__What you need to do__
Can you write out every one of the records below line for line, without changing a single character?

===== The data

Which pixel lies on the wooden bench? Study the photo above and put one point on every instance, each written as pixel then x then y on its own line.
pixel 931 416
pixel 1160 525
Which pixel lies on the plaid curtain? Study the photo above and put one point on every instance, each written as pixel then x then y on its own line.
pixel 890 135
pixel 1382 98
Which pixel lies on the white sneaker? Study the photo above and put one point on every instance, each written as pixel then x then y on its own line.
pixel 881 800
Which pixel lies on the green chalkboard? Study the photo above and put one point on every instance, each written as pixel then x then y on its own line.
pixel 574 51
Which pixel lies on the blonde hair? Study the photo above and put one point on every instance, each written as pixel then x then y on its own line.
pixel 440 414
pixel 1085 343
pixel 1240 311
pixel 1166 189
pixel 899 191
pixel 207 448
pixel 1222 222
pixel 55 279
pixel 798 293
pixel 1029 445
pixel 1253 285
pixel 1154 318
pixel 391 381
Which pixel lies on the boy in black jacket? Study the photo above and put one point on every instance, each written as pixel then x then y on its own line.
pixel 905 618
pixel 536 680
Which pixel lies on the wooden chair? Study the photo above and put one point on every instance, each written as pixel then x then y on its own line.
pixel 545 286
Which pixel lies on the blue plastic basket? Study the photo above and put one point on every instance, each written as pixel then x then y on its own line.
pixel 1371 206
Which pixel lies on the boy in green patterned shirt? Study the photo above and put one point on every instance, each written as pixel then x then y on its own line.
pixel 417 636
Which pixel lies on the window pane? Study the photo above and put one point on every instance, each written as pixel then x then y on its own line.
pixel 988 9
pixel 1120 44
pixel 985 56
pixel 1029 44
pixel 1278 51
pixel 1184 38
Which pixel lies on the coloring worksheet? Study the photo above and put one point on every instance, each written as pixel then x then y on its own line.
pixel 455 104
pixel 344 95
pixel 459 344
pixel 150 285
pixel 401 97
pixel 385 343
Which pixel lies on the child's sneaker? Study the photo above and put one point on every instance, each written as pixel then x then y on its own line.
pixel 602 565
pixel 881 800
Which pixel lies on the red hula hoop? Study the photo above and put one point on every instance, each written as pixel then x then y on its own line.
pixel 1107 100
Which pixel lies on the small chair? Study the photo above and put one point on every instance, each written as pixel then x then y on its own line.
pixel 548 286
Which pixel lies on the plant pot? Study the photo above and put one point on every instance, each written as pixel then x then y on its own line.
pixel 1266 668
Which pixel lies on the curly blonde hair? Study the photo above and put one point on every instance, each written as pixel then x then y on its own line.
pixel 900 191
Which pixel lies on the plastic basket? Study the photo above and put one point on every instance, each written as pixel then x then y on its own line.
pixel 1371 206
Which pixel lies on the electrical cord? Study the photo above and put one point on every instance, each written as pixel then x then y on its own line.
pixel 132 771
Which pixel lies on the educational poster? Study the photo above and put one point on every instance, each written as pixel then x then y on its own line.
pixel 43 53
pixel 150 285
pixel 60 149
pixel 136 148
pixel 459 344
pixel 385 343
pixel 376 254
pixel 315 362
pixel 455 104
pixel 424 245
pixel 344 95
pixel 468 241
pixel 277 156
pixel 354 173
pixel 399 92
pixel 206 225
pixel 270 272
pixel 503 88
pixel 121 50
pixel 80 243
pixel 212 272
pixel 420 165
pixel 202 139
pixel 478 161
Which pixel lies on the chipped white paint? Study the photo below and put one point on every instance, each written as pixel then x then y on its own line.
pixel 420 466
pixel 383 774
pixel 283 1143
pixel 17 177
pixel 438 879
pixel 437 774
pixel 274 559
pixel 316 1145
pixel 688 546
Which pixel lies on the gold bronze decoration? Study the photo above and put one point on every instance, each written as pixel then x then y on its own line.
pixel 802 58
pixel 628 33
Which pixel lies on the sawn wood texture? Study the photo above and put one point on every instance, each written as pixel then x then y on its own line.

==========

__Task answer__
Which pixel lies on the wooden bench? Study the photo above and put one point on every instance, each written as pixel then x then y on its own line.
pixel 931 416
pixel 1160 525
Which pixel lies on the plaid curtain? Study the photo above and put one point on every instance, each written as pixel then x then y on its own line.
pixel 890 135
pixel 1382 98
Which pixel lies on the white sneaker? Study the photo above and put one point on every instance, each written as pixel then x then y on its own line.
pixel 881 800
Which pixel lies on the green chalkboard? Study the photo above and put one point on every instance, each written as pixel then x then y on its own line.
pixel 574 51
Which pixel lies on the blonde hair? Study the photo above and put one point on every instance, each written as pixel then x then y on its own line.
pixel 440 414
pixel 1085 343
pixel 1240 311
pixel 1166 189
pixel 899 191
pixel 207 448
pixel 1222 222
pixel 55 279
pixel 798 293
pixel 1029 445
pixel 1253 285
pixel 1154 318
pixel 391 381
Which pixel lies on the boy in black jacket? Study the photo above and put one point on every instance, each written as pixel then x then y on its own line.
pixel 905 618
pixel 536 680
Which pixel lies on the wooden chair? Study the photo above and put one point on every instance, each written as pixel then x then y on its own line.
pixel 545 286
Which pixel lies on the blue plastic basket? Study the photo above and put one point on every instance, each written as pixel then x then y on its own line.
pixel 1371 206
Which pixel lies on the boy in green patterned shirt? Study the photo above and put one point on every instance, each written as pixel then x then y on its own line.
pixel 417 636
Which pixel lies on the window pane? Study the photo above and put one point on every instance, each written as pixel then x then y on its own line.
pixel 988 9
pixel 1120 44
pixel 985 56
pixel 1029 44
pixel 1278 51
pixel 1184 38
Which pixel lies on the coloring worksheet? Study the photo above and put one point on every instance, each written as pixel then x then y on its own line.
pixel 455 104
pixel 344 95
pixel 459 344
pixel 150 285
pixel 401 97
pixel 385 343
Which pixel lies on the child's sneaker? Study the photo above and put one point on every instance, each written as pixel then x then y on its own line.
pixel 602 565
pixel 881 800
Which pixel lies on the red hula hoop? Study the photo above and put one point on every instance, each written as pixel then x then y on its own line.
pixel 1107 100
Which pixel lies on the small chair? Study the photo above and put one point on every instance, each written as pixel then x then y on its own line.
pixel 548 286
Which pixel lies on the plant pot? Study the photo above and put one point on every instance, each written as pixel then x then y on its own line.
pixel 1266 668
Which pixel lies on the curly blonde hair? Study the photo above and put one point on every instance, each written as pixel then x then y on its own line.
pixel 900 191
Which pixel lies on the plastic basket? Study the photo above and put one point on every instance, each written as pixel then x then y on its own line.
pixel 1371 206
Which pixel lies on the electrical cord? Study the photo above and put one point on every instance, each written as pixel then x then y on its own line.
pixel 132 771
Which pixel lies on the educational poster? Study the photo above and put one point on every instance, each written as pixel then x then y on its own line.
pixel 43 53
pixel 150 285
pixel 60 149
pixel 136 148
pixel 459 344
pixel 385 343
pixel 376 254
pixel 315 362
pixel 455 104
pixel 424 245
pixel 344 95
pixel 468 241
pixel 277 156
pixel 354 173
pixel 399 92
pixel 206 225
pixel 270 272
pixel 503 88
pixel 121 50
pixel 80 243
pixel 212 272
pixel 420 165
pixel 202 139
pixel 478 161
Which pixel lies on the chipped white paint? Study the photo below and put one point on every instance, each written as pixel then x then y on its own line.
pixel 420 466
pixel 383 774
pixel 283 1143
pixel 17 177
pixel 438 879
pixel 437 774
pixel 274 559
pixel 316 1145
pixel 688 546
Which pixel lies on the gold bronze decoration? Study the photo above and put one point on every instance, each written as pixel then x then y on its own line.
pixel 802 58
pixel 628 33
Which pixel lies on the sawn wood texture? Study the photo above and put one point on every instance, each written as pixel then x then y on its own line.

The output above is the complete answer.